EXTRACTED DATA:
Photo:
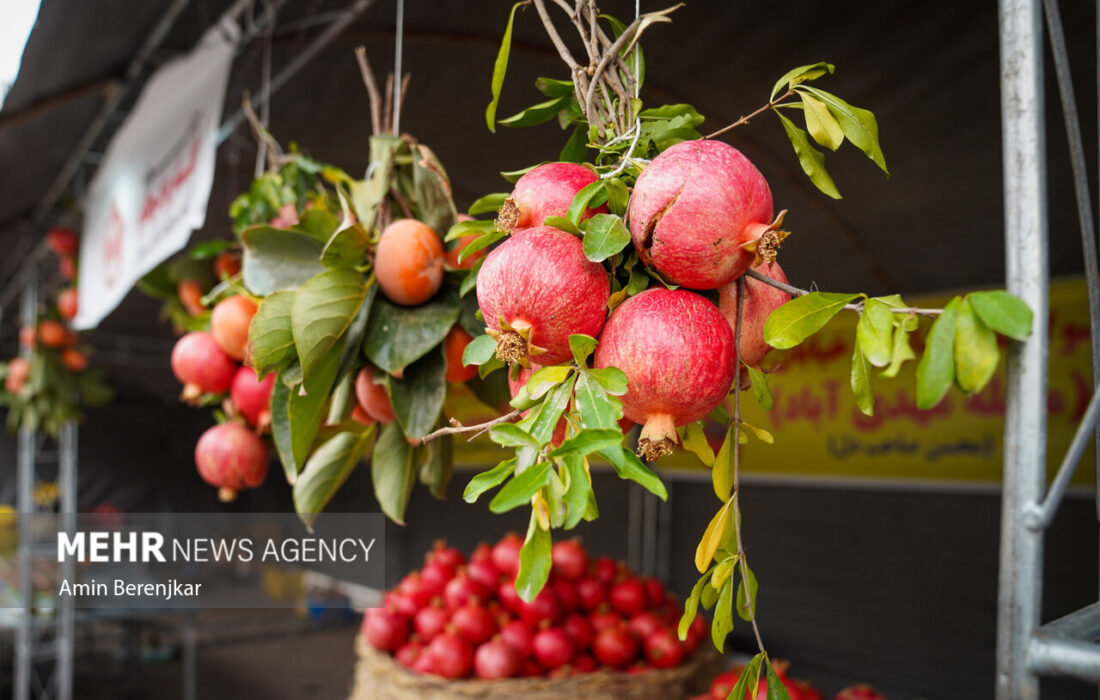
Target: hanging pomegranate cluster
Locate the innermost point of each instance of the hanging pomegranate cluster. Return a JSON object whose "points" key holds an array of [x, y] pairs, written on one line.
{"points": [[460, 619]]}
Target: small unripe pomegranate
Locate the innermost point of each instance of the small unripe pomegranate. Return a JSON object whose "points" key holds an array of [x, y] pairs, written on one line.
{"points": [[408, 262], [231, 457], [677, 351], [536, 290], [373, 397], [252, 396], [201, 365], [229, 323], [699, 214], [546, 190], [760, 301]]}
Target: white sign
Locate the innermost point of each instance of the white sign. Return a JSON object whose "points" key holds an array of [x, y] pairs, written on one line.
{"points": [[153, 187]]}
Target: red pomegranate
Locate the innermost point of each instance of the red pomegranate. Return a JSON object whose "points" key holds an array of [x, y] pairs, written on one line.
{"points": [[252, 396], [695, 370], [695, 208], [760, 301], [201, 365], [231, 457], [546, 190], [536, 290]]}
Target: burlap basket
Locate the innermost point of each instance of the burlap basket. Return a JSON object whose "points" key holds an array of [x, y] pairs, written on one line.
{"points": [[380, 677]]}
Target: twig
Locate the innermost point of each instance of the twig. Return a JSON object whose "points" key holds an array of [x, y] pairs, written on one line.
{"points": [[851, 307], [737, 462], [748, 118], [458, 427]]}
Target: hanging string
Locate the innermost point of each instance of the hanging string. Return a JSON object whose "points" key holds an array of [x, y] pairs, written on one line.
{"points": [[399, 35]]}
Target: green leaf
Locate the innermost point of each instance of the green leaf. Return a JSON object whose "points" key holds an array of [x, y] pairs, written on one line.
{"points": [[760, 389], [536, 113], [278, 260], [581, 346], [320, 313], [746, 594], [810, 159], [858, 124], [520, 489], [271, 336], [822, 126], [976, 351], [488, 204], [694, 440], [393, 472], [712, 537], [327, 470], [535, 561], [498, 69], [802, 317], [723, 622], [397, 336], [1002, 312], [587, 441], [875, 332], [936, 370], [801, 74], [604, 236], [418, 396], [488, 479], [861, 381]]}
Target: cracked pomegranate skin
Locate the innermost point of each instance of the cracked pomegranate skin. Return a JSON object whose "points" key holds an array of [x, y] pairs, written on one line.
{"points": [[692, 209], [677, 351], [540, 277]]}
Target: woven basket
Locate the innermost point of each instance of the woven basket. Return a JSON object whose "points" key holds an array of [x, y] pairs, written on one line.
{"points": [[380, 677]]}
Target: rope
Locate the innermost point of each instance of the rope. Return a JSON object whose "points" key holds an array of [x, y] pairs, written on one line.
{"points": [[399, 35]]}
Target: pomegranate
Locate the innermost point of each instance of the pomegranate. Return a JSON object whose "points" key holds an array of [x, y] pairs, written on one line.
{"points": [[615, 646], [760, 301], [252, 396], [496, 659], [201, 365], [231, 457], [552, 647], [451, 656], [229, 323], [696, 370], [700, 212], [386, 630], [546, 190], [536, 290]]}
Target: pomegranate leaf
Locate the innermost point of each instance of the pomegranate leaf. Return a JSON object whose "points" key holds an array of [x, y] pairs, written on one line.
{"points": [[976, 351], [936, 370], [723, 622], [822, 126], [760, 389], [1002, 312], [271, 336], [327, 470], [498, 69], [875, 332], [803, 316], [861, 380], [488, 479], [858, 124], [604, 236], [801, 74], [810, 159], [392, 472], [534, 561], [520, 488]]}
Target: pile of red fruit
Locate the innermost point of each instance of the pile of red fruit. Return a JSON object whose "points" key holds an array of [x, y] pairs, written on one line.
{"points": [[796, 689], [460, 619]]}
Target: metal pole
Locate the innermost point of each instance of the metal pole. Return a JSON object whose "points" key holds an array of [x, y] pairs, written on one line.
{"points": [[1025, 238]]}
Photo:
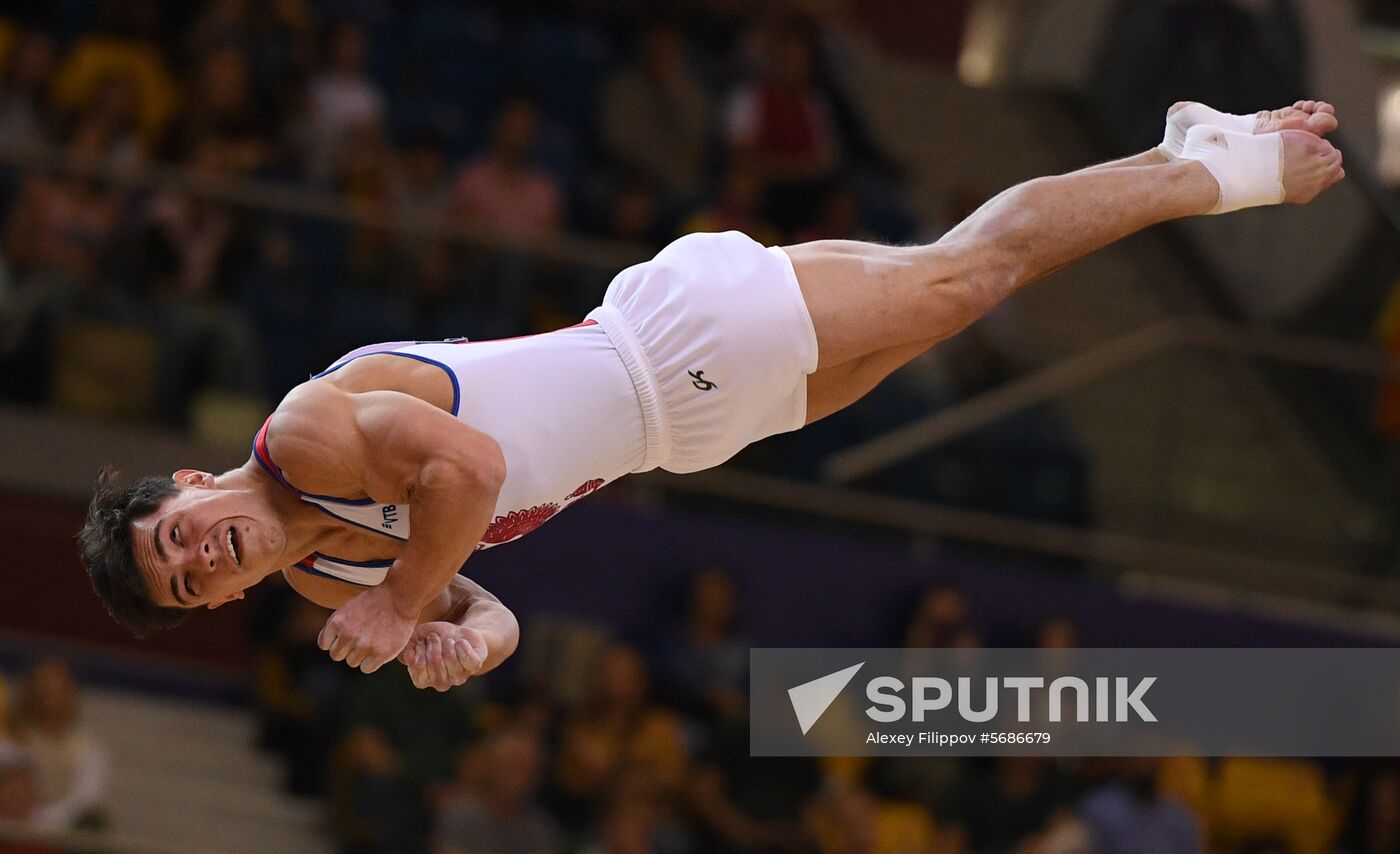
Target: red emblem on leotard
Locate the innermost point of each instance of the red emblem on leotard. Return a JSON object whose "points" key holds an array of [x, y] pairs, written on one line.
{"points": [[588, 487], [517, 522]]}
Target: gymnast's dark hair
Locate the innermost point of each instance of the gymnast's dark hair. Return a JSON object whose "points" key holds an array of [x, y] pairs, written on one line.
{"points": [[107, 550]]}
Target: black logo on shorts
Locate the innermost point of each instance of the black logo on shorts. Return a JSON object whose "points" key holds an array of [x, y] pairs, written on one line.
{"points": [[700, 382]]}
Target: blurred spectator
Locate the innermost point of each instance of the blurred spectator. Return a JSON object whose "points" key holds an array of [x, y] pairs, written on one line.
{"points": [[18, 801], [1372, 825], [704, 661], [655, 116], [95, 59], [1057, 633], [297, 688], [70, 766], [839, 219], [781, 122], [737, 206], [191, 247], [375, 808], [24, 112], [500, 188], [1007, 804], [419, 185], [1131, 816], [619, 727], [493, 809], [63, 224], [18, 788], [636, 216], [340, 100], [942, 618], [634, 825], [399, 744], [270, 37], [192, 251], [220, 108], [114, 112]]}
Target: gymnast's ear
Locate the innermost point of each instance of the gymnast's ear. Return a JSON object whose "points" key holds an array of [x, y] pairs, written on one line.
{"points": [[193, 478]]}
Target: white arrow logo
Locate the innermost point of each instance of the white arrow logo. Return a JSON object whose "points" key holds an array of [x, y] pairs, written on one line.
{"points": [[812, 699]]}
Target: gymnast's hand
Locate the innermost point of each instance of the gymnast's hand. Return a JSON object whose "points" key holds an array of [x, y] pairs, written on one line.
{"points": [[367, 632], [443, 655]]}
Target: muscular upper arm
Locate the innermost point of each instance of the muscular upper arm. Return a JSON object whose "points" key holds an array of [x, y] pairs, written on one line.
{"points": [[377, 444]]}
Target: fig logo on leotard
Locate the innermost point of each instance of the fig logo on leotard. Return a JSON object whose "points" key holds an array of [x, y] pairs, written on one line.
{"points": [[700, 382]]}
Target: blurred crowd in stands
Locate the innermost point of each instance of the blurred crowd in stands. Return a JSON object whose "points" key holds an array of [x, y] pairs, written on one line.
{"points": [[53, 773], [353, 171], [422, 122], [604, 745]]}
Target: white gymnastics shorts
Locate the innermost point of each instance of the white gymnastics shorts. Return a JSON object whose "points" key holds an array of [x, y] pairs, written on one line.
{"points": [[718, 343]]}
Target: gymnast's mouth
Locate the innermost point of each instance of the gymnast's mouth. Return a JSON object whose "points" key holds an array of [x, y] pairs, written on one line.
{"points": [[231, 543]]}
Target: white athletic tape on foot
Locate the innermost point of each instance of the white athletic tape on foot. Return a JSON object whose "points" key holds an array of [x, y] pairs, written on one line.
{"points": [[1248, 167], [1189, 116]]}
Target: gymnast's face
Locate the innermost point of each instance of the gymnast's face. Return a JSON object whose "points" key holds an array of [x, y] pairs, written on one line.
{"points": [[206, 545]]}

THE PROBLEM:
Reproduce each line word for word and drop the pictures.

TASK RESULT:
Photo:
Target: hanging pomegranate cluster
Locate the innermost point of each instance of the hanging pomegranate cluster. Return a JSON object whose "points" key holds an array of [x, y] pairs, written on one line.
{"points": [[460, 619]]}
Target: small unripe pomegranate
Locate the innermost point of each instance of the small unripe pomegranate. Return a JSON object whose "points" key holds an array of [x, y] pairs, written on one line.
{"points": [[408, 262], [231, 457], [677, 351], [536, 290], [373, 397], [252, 396], [201, 365], [229, 323], [699, 214], [546, 190], [760, 301]]}
Target: white sign
Locate the innermost point of each instance of the white sign. Return a JSON object whose "points" key holds an array of [x, y] pairs, written on one line.
{"points": [[153, 187]]}
Target: red pomegranate
Locate the innermost point of each instance of the red pomegranate. Return a JSON object whose "points" key holds an array of [x, y] pairs, written on one line.
{"points": [[252, 396], [695, 370], [695, 208], [760, 301], [201, 365], [231, 457], [546, 190], [536, 290]]}
Target: burlap basket
Locate the innermost point of each instance of the burlap basket. Return a JSON object whose "points" key holds an array of [x, y] pairs, written on one line.
{"points": [[380, 677]]}
Target: twig
Locate the innermost point of each instance of the twig. Return a JSON object whose "points" key holds an array of [x, y] pairs, written on one line.
{"points": [[851, 307], [737, 462], [748, 118], [458, 427]]}
Target: hanging string
Locate the innermost point of each instance of the hanging string. Return a JSON object whose "points" key holds an array of [x, y] pairs, written on one line.
{"points": [[399, 35]]}
Target: green leaf
Locate the innermost point of each instance of the green leaf. Return a JSON object whose "points" key holds an array of [x, y] pairs, written on one line.
{"points": [[760, 389], [536, 113], [278, 260], [581, 346], [320, 313], [746, 594], [810, 159], [858, 124], [520, 489], [271, 336], [822, 126], [976, 351], [488, 204], [694, 440], [393, 472], [712, 537], [327, 470], [535, 561], [498, 69], [802, 317], [723, 622], [397, 336], [1002, 312], [587, 441], [875, 332], [936, 370], [801, 74], [604, 236], [418, 396], [488, 479], [861, 381]]}
Target: cracked pomegranate skin
Locate the innermost point of each instance of the cracked pomegranate skin. Return a JSON object whose "points" key holds an array of [x, y] pairs, written on one line.
{"points": [[692, 209], [677, 351], [540, 277]]}
Target: woven basket
Locate the innermost point of each instance of the woven basket. Return a JSON object whose "points" key holds an array of [x, y] pairs, written on one line.
{"points": [[380, 677]]}
Target: rope
Locate the innermost point of each instance of the rope. Return a JSON object whose "points" key holds an array of [x, y] pairs, written on one line.
{"points": [[399, 35]]}
Target: pomegranate
Locate the innermost point of each instance of the pomegranate. Return a JSON object whose "points" key holds an array of [x, y] pairs, written on one line.
{"points": [[615, 646], [760, 301], [252, 396], [496, 659], [201, 365], [231, 457], [552, 647], [451, 656], [229, 323], [696, 370], [700, 212], [386, 630], [546, 190], [536, 290]]}
Target: pomegranate leaf
Locate the innermost point of each instance of the pomegranate leaf. Return a JSON object whose "points" key holds an array of [x, y] pairs, written on one line.
{"points": [[976, 351], [936, 370], [723, 622], [822, 126], [760, 389], [1002, 312], [271, 336], [327, 470], [498, 69], [875, 332], [803, 316], [861, 380], [488, 479], [858, 124], [604, 236], [801, 74], [810, 159], [392, 472], [534, 561], [520, 488]]}
Target: pile of red fruit
Locate the innermost point of each instance of the pile of red fruit. Return a JSON object whose "points" key holds an array of [x, y] pairs, written on one line.
{"points": [[796, 689], [460, 619]]}
Target: metal pole
Locate the innermost point of each instance of the metal pole. Return a JSON object whose "points" key holds an array of [x, y] pairs, written on one line.
{"points": [[1025, 238]]}
Photo:
Target: red emblem on leotard
Locate the innermost point of each instance of the red emblem on leotard. Return a JSON object whose "points" key holds an array of [x, y] pairs, written on one line.
{"points": [[588, 487], [517, 522]]}
Target: gymnast's dark hair
Locate the innermost point of each instance of the gymnast's dark hair. Return a JSON object whose "points" key holds an array of [x, y] pairs, written on one line.
{"points": [[107, 550]]}
Target: black logo on shorts
Locate the innermost point of each instance of the black logo on shorts. Return a JSON object whose "points" key holds an array of [x, y] pairs, written on one line.
{"points": [[700, 382]]}
Target: blurred spectator
Locate the innermost point of each instance of the blurred spectator. Return a JSON object whose "points" key holds an array of [x, y] pairs, written on one line.
{"points": [[18, 801], [1372, 825], [704, 661], [655, 116], [95, 59], [1057, 633], [297, 688], [70, 766], [839, 219], [781, 122], [737, 206], [191, 247], [375, 808], [24, 112], [500, 188], [1007, 804], [419, 185], [1131, 816], [619, 727], [493, 809], [63, 224], [18, 788], [636, 216], [340, 100], [942, 618], [634, 825], [399, 744], [270, 37], [192, 251], [220, 108], [114, 112]]}
Target: gymnast's ear
Locate the innermost point of each instance of the gymnast's ear. Return a JSON object whose "points" key holds an array of [x, y] pairs, written on one line.
{"points": [[193, 478]]}
Target: white arrow logo
Locate the innermost point of each instance of the white arrow logo. Return a JSON object whose "points" key holds an array of [x, y] pairs, written on one line.
{"points": [[812, 699]]}
Target: gymnast's hand
Locate the innermost point of each instance of the gymnast's hand. Return a JSON object whose "points" key holds an array of [x, y] pairs, written on one line.
{"points": [[367, 632], [443, 655]]}
Target: muscular upper arm
Locate the innermost point of each instance of the muscular upper arm. Return a JSON object whose "points" key holds an array of [x, y] pairs, written on one line.
{"points": [[377, 444]]}
Target: fig logo on leotard
Locate the innermost point of each instance of the fig logo on leotard. Return a JSON object whose "points" key holds an array of [x, y] pairs, written on one line.
{"points": [[700, 382]]}
Target: blurred crowd in stands
Locate the innermost point of each instance of the blurred crowd in stands. Return a JSON object whose "points" key holds an array of [x, y] pairs, written on one line.
{"points": [[53, 773], [353, 171], [422, 122], [604, 745]]}
Target: white gymnastics shorts
Locate the innermost point of each instance of the white gymnastics shorts. Return a JSON object whose "points" key holds an array of [x, y] pairs, written on one line.
{"points": [[718, 343]]}
Target: gymnast's mouth
Locate the innermost point of each instance of the gymnast's mouth. Return a JSON object whose "points" key holds an array of [x, y] pairs, written on one line.
{"points": [[231, 543]]}
Target: white athletic tape on foot
Locate the innermost point of each instance of the white athletic tape on foot. Return a JSON object whose "points" key holds an array of [x, y] pairs, written on one line.
{"points": [[1248, 167], [1189, 116]]}
Target: gymnast's face
Locate the innermost point of each instance of the gymnast's face. Return a JSON object whose "points" key holds an array of [x, y] pairs, written on one line.
{"points": [[206, 545]]}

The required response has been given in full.